Please rewrite the stretch of data from the line containing "Put one point on each instance of the blue" through the line containing "Target: blue basket boat", changing "marker" to "dot" and keeping everything else the same. Leave the pictures out of your answer.

Input data:
* * * * *

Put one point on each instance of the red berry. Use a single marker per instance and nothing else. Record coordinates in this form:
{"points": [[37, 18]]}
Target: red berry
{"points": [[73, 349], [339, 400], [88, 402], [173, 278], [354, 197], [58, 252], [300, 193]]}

* * * * *

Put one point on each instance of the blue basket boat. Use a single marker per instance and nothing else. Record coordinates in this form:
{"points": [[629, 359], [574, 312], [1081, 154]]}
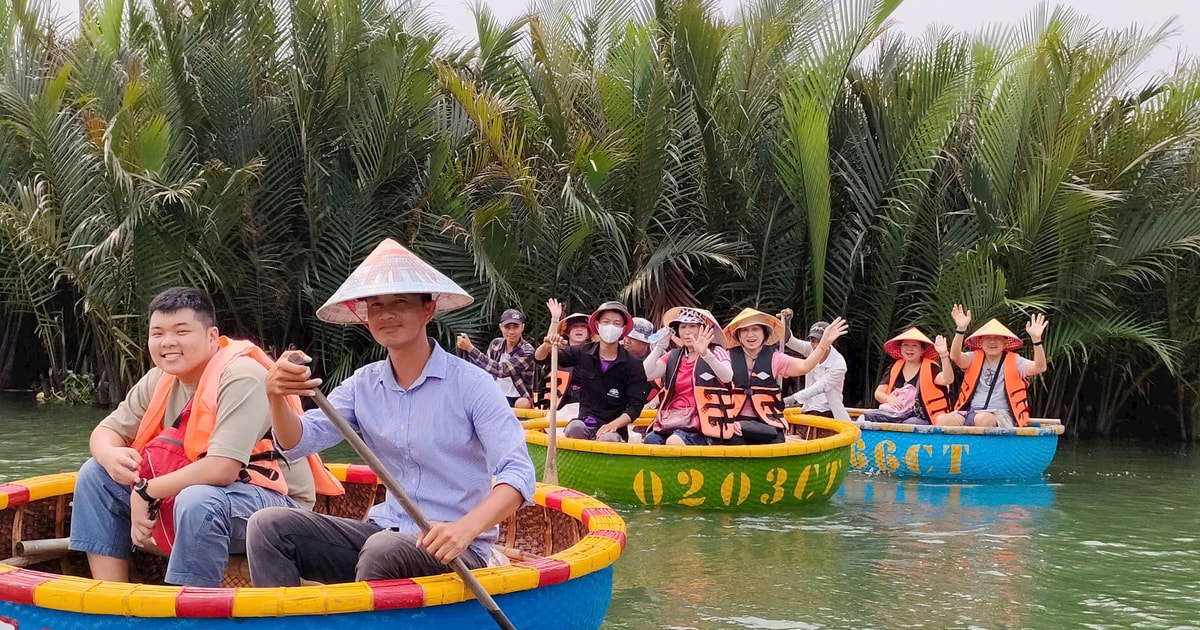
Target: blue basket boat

* * * * *

In response:
Put one point on each instance of the blue basket boat. Use a single dot per instance and nothing else. Record coordinates in this form:
{"points": [[629, 359], [574, 312], [1081, 154]]}
Target: blue basket boat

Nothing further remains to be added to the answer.